*Prompt 1*. Transcribe the review of the album Jedba in full, reproducing every line without alteration.

*Passage given*.
CD: Abdesselam Damoussi and Nour Eddine - Jedba

CD: Abdesselam Damoussi and Nour Eddine - Jedba

Mesmerising musical ecstasies from Morocco

You'll want to move in: 'Jedba', recorded in a Marrakech riyad

It’s not often that music of this kind gets a release outside of Morocco, and Arc Music and the producer/musicians must be applauded for curating such an intense, inside view on the ecstatic release of Sufi music across the kingdom, often drawn from a simple street or domestic setting.

Jebda mixes the voices and music of six professional singers and players with an array of street musicians brought together by producer Abdesselam Damoussi, who encountered them en route through the Jemaa el Fna of Marrakech to his 15th-century riyad and studio, fitted out with Neumann microphones to record what generations of musicians, magicians, storytellers and charmers have acted out for centuries in the nearby square, plying their ecstatic trades. With multi-instrumentalist and co-producer Nour Eddine, he settled them into the studio, served tea, set them up to play, and captured a better part of their soul.

*Prompt 2*. Rewrite the records starting at the line that contains "like [279, 3]." and continuing through the end of the records, reproducing each line, requests included. Increase every coordinate in the answers by 50, and leave the sample coordinates in the requests unchanged.

*Records shown*.

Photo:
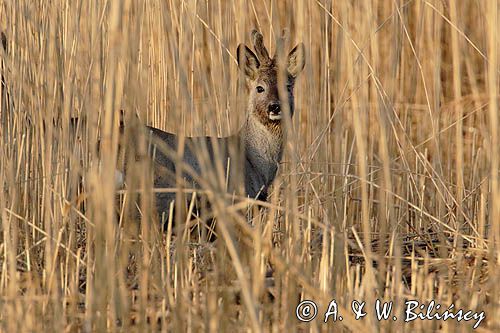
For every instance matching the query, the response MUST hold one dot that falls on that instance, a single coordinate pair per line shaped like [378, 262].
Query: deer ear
[296, 60]
[247, 61]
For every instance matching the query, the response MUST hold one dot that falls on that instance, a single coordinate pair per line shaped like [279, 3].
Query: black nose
[274, 108]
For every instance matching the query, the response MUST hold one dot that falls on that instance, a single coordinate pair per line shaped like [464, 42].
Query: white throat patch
[275, 116]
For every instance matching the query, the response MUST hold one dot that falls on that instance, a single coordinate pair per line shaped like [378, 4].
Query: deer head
[263, 81]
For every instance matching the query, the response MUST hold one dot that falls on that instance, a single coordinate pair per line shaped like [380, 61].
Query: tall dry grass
[389, 188]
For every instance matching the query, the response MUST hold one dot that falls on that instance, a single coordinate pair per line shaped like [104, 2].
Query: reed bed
[389, 188]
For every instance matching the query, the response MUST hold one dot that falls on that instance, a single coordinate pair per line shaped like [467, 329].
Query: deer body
[258, 146]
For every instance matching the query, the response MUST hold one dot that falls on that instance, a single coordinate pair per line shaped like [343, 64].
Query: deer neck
[263, 140]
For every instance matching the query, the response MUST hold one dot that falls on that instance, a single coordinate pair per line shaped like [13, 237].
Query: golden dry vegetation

*Correct result 1*.
CD: Abdesselam Damoussi and Nour Eddine - Jedba

CD: Abdesselam Damoussi and Nour Eddine - Jedba

Mesmerising musical ecstasies from Morocco

You'll want to move in: 'Jedba', recorded in a Marrakech riyad

It’s not often that music of this kind gets a release outside of Morocco, and Arc Music and the producer/musicians must be applauded for curating such an intense, inside view on the ecstatic release of Sufi music across the kingdom, often drawn from a simple street or domestic setting.

Jebda mixes the voices and music of six professional singers and players with an array of street musicians brought together by producer Abdesselam Damoussi, who encountered them en route through the Jemaa el Fna of Marrakech to his 15th-century riyad and studio, fitted out with Neumann microphones to record what generations of musicians, magicians, storytellers and charmers have acted out for centuries in the nearby square, plying their ecstatic trades. With multi-instrumentalist and co-producer Nour Eddine, he settled them into the studio, served tea, set them up to play, and captured a better part of their soul.

*Correct result 2*.
For every instance matching the query, the response MUST hold one dot that falls on that instance, a single coordinate pair per line shaped like [279, 3].
Query: black nose
[324, 158]
For every instance matching the query, the response MUST hold one dot that falls on that instance, a single coordinate pair per line shaped like [464, 42].
Query: white throat patch
[325, 166]
For every instance matching the query, the response MUST hold one dot that falls on that instance, a single coordinate pair per line shaped like [378, 4].
Query: deer head
[313, 131]
For every instance matching the query, the response MUST hold one dot that falls on that instance, a single coordinate pair per line shaped like [380, 61].
Query: tall dry grass
[439, 238]
For every instance matching the query, the response MUST hold one dot that falls on that instance, a single coordinate pair per line shaped like [104, 2].
Query: reed bed
[439, 238]
For every instance matching the query, the response MUST hold one dot that falls on that instance, a single coordinate pair per line shaped like [467, 329].
Query: deer body
[308, 196]
For every instance matching the query, the response MUST hold one dot that falls on that instance, a single coordinate pair per line shaped like [343, 64].
Query: deer neck
[313, 190]
For every instance matching the query, the response MUST hold one dot that falls on that instance, a single coordinate pair per line shaped like [13, 237].
Query: golden dry vegetation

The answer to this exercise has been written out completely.